[Coordinate annotation records]
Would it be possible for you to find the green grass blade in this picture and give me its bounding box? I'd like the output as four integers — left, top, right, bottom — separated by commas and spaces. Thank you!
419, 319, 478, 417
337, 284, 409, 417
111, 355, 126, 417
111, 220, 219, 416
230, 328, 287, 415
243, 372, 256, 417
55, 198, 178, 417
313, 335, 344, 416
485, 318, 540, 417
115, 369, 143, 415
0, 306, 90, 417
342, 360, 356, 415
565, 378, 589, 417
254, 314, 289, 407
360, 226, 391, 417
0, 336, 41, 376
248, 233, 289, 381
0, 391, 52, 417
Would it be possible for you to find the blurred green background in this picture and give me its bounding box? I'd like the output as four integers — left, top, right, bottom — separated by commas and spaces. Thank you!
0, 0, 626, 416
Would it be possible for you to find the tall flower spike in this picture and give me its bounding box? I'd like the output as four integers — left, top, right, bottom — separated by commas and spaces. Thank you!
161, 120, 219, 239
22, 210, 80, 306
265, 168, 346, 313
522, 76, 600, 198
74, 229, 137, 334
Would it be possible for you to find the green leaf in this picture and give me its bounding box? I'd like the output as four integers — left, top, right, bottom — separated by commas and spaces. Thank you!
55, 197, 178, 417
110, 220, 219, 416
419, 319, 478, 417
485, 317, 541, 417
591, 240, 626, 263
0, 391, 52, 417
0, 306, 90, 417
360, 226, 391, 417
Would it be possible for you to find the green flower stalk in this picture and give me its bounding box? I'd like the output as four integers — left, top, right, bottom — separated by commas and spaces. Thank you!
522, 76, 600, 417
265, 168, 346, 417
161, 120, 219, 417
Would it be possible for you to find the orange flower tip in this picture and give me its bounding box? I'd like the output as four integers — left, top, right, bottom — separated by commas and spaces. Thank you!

SET PROBLEM
Arrange every one of the records above as a numbered list, omitting any blank lines.

FINISHED ANSWER
1. Would it be possible for you to find the green grass blade in this picture and give me its bounding box? I'd like the output as four integers — left, top, right, bottom — separated by commas and spaces. Thank you!
2. 419, 319, 478, 417
3. 337, 284, 409, 417
4. 111, 355, 126, 417
5. 111, 220, 219, 416
6. 230, 328, 287, 415
7. 243, 372, 256, 417
8. 55, 198, 178, 417
9. 313, 335, 344, 416
10. 485, 318, 540, 417
11. 115, 369, 143, 415
12. 0, 306, 90, 417
13. 342, 360, 356, 415
14. 565, 378, 589, 417
15. 254, 314, 289, 407
16. 360, 226, 391, 417
17. 0, 336, 41, 376
18. 248, 233, 289, 381
19. 0, 391, 52, 417
20. Would it be possible for you to find the blurred green background in this picture and give me its bounding box? I'd like the output as four integers — left, top, right, bottom — separated by commas and spaces. Thank you!
21. 0, 0, 626, 416
22. Would it be possible for you to find the tall flower spike in this picture and give me its bounding box? I'd like the output as four integers — left, top, right, bottom — separated by commas and spaces. Thank you!
23. 161, 120, 219, 239
24. 22, 210, 80, 306
25. 265, 168, 346, 313
26. 522, 76, 600, 198
27. 74, 229, 137, 334
28. Would it be possible for you to find the green leaf in this picture and give me its bounding box? I'd like the output as four integers — left, top, right, bottom — separated by commas and spaces. Thank you!
29. 55, 197, 178, 417
30. 110, 220, 219, 416
31. 419, 319, 478, 417
32. 485, 317, 541, 417
33. 591, 240, 626, 263
34. 0, 391, 52, 417
35. 0, 306, 90, 417
36. 360, 226, 391, 417
37. Would it be possible for you to find the green flower stalk in this picture and give me its bounding box? I'd like the output as four integers — left, top, right, bottom — separated by commas and spaces. Thank you!
38. 522, 76, 600, 417
39. 265, 168, 346, 417
40. 161, 120, 219, 417
41. Would it be possible for you to find the orange flower tip in this picture and give me its bounding box? I'd like the output as four integers — left, top, right, bottom — separated by commas and spaces. Thank you!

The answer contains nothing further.